Nicolas NormandLes Dépêches de Brazzaville (L.D.B.) : Vous avez un profil à casquettes multiples vis-à-vis de l’Afrique. Laquelle a pris le dessus pour vous enjoindre à peindre le panorama de ce continent en deux cent quarante pages ?

Nicolas Normand (N.N.) : J’ai voulu faire un travail de décryptage car, bien souvent en Afrique, les sociétés, et parfois même les institutions, ne sont pas ce qu’elles paraissent être. Je me suis efforcé d’apporter des réponses à toutes les questions que l’on peut se poser sur l’Afrique. La première d’entre elles a été "pourquoi la pauvreté, d’où vient-elle?". Selon moi, il existe un ensemble de causes, certaines liées à la fatalité de la géographie et de l’histoire, d’autres dues aux décisions individuelles et collectives des Africains, aux institutions, à la culture, d’autres enfin liées à un accroissement trop rapide de la population pour que l’éducation et les créations d’emplois puissent y faire face. S’agissant des freins d’ordre culturel, par exemple, il faut distinguer, à la base, le poids de certaines traditions (souvent des valeurs « du cœur », mais qui sont moins favorables à l’individualisme, à l’innovation et à la prise de risques qu’exige désormais l’économie moderne) et, au niveau de certains intellectuels, un rejet idéologique du développement, considéré comme une nouvelle injonction des Blancs, une ruse de l’impérialisme. Je plaide pour un universalisme avec une sensibilité africaine, pour l’intérêt de tirer profit du modèle des réussites économiques hors d’Afrique, en Asie, par exemple, sans préjugé et tout en préservant ses racines et donc certaines valeurs africaines, à sélectionner.

L.D.B. : De cette sensibilité, comment avez-vous abordé les questionnements à propos de ces freins ?

======

**OBJECTIF:**
Relevez dans le texte ce que l'économie moderne exige désormais et que le poids de certaines traditions favorise moins. Répondez en vous fondant uniquement sur le texte.

**MATÉRIEL FOURNI:**
======

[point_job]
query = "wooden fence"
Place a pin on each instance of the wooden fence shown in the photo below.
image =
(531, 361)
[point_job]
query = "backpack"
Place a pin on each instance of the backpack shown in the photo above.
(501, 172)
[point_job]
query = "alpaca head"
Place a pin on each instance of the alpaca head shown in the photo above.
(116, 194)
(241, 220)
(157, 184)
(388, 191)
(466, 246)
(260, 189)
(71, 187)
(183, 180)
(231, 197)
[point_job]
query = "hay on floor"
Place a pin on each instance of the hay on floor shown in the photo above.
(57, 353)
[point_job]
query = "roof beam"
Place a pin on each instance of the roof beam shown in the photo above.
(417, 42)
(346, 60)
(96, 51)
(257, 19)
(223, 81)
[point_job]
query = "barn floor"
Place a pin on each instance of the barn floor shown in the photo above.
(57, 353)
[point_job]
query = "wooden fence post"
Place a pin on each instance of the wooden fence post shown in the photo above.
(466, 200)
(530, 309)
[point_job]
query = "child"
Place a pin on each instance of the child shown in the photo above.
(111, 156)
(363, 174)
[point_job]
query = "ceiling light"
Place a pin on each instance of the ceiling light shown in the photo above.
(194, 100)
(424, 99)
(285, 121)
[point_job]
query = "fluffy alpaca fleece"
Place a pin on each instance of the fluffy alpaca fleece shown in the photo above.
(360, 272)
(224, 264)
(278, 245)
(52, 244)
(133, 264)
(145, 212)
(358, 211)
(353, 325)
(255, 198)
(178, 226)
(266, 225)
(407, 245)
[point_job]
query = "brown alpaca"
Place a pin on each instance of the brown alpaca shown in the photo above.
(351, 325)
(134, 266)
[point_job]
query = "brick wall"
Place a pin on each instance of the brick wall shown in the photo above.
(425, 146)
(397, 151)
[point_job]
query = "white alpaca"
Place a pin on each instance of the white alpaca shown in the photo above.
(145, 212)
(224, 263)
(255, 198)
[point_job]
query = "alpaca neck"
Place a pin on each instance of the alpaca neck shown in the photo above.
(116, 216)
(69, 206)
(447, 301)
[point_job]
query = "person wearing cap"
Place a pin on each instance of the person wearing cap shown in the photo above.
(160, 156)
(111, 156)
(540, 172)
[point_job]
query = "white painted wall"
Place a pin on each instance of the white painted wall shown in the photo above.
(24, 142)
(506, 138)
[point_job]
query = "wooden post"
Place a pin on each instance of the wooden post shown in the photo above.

======

**RÉPONSE:**
- l'individualisme
- l'innovation
- la prise de risques